What you should do
Can you rewrite the records from their start through the line containing "209,719 -> 603,970", inclusive, requests and all? Multiply each coordinate in the answers by 1.5 and round to whole numbers, with halves going up; leave the requests and their format lines unchanged.

Extracted information

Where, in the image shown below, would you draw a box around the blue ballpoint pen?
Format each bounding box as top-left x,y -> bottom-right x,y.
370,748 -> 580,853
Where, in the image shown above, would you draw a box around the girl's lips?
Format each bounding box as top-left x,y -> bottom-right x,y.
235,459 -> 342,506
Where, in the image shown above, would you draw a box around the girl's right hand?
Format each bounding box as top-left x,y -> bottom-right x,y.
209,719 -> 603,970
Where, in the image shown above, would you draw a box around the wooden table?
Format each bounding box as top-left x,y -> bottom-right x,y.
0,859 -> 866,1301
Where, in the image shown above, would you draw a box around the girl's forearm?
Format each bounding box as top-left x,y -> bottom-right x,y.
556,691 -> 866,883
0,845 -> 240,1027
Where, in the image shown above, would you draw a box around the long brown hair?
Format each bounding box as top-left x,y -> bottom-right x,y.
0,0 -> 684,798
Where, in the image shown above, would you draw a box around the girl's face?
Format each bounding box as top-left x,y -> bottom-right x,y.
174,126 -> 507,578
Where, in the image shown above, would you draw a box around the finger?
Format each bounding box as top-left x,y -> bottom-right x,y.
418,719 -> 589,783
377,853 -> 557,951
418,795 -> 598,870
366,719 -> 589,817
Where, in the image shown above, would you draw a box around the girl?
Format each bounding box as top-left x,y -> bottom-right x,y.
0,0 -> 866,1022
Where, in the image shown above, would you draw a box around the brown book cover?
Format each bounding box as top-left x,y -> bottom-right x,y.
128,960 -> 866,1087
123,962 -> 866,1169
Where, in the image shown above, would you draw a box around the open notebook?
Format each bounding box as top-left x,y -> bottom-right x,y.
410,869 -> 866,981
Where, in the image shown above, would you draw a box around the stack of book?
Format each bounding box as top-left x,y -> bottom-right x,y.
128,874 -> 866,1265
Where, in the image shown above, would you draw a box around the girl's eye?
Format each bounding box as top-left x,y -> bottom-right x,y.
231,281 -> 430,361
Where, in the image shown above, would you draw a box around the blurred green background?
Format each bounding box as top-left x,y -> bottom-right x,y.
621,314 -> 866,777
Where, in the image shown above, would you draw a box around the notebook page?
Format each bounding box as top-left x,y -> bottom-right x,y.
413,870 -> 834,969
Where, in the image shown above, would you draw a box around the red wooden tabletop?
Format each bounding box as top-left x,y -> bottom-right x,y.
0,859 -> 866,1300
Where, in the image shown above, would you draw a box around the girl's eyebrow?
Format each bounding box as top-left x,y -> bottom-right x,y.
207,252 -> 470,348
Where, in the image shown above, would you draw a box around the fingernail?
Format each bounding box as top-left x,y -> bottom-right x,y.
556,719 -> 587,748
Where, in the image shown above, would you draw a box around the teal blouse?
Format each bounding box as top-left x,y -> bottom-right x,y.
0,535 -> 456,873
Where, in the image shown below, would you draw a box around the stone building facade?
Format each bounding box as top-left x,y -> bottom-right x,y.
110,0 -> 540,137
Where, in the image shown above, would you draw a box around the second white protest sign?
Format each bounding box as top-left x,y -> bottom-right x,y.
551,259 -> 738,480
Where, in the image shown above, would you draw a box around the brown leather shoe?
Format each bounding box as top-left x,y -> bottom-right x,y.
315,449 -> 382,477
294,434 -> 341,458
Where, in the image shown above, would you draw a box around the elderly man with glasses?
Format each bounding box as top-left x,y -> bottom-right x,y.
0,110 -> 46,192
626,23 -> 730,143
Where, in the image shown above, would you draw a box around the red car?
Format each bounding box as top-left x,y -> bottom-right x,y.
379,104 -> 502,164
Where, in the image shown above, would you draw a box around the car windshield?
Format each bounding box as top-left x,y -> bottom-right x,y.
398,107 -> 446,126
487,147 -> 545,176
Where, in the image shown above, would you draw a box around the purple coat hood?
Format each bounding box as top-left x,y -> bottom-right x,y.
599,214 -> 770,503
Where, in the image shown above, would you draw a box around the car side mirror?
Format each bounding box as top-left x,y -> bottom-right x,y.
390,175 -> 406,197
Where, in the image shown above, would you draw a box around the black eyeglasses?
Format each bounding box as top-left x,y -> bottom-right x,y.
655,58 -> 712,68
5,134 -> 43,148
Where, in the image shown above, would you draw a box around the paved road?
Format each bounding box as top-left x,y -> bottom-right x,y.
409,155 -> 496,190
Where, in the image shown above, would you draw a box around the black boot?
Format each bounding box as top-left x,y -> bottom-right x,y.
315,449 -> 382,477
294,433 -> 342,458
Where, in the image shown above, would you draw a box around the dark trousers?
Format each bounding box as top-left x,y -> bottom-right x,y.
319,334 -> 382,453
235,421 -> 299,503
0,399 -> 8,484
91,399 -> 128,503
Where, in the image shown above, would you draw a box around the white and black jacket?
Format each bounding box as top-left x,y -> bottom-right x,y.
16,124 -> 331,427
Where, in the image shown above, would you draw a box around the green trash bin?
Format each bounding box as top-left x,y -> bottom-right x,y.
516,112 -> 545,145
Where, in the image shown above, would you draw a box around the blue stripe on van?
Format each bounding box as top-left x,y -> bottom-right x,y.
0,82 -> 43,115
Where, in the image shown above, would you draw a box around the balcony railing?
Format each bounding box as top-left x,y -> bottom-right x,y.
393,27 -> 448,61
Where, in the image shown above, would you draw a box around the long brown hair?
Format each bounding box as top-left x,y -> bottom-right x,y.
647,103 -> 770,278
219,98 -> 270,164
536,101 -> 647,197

Exercise output
Where, in the image shown below, would you draw a box around the blue ballpoint pen?
Format each bounding box as top-left x,y -> bottom-right x,y.
555,1122 -> 870,1280
Where, in the image shown above, would you draw a box around the girl's lips?
Format each bounding box as top-left x,y -> bottom-right x,y.
353,689 -> 513,759
Where, in the image shown above, would you draw a box around the girl's right hand?
Format each bounding box as top-left x,y -> bottom-right x,y.
314,1079 -> 905,1455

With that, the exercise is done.